Exercise prompt:
Output each entry verbatim and exclude every picture from it.

— START —

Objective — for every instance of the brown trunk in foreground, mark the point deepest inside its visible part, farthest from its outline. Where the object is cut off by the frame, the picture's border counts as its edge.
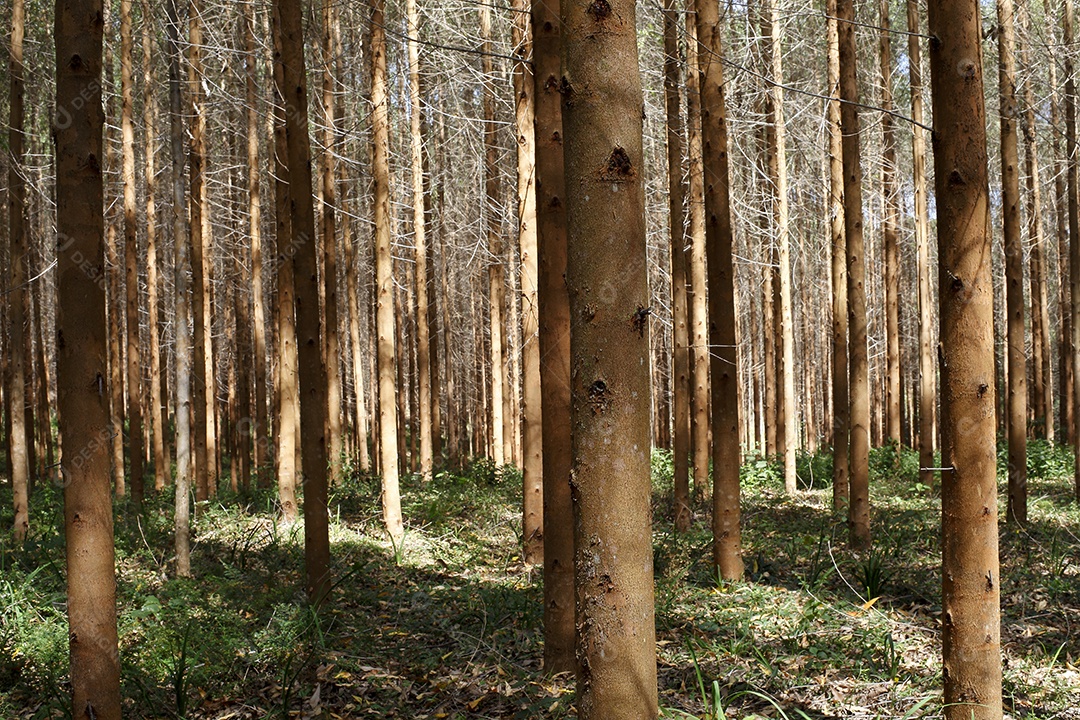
(554, 316)
(859, 510)
(313, 393)
(1014, 266)
(680, 335)
(19, 462)
(839, 260)
(81, 360)
(724, 370)
(606, 276)
(385, 282)
(971, 584)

— END —

Full response:
Objective — for every instance of the brown trunk in foreground, mark the point deepest inside its visible part, farthest from its outline. Where the object is cut off by the frame, the picture's border counts as its edge.
(554, 316)
(859, 510)
(313, 393)
(1014, 266)
(680, 335)
(19, 462)
(839, 260)
(81, 360)
(724, 370)
(606, 276)
(385, 282)
(971, 584)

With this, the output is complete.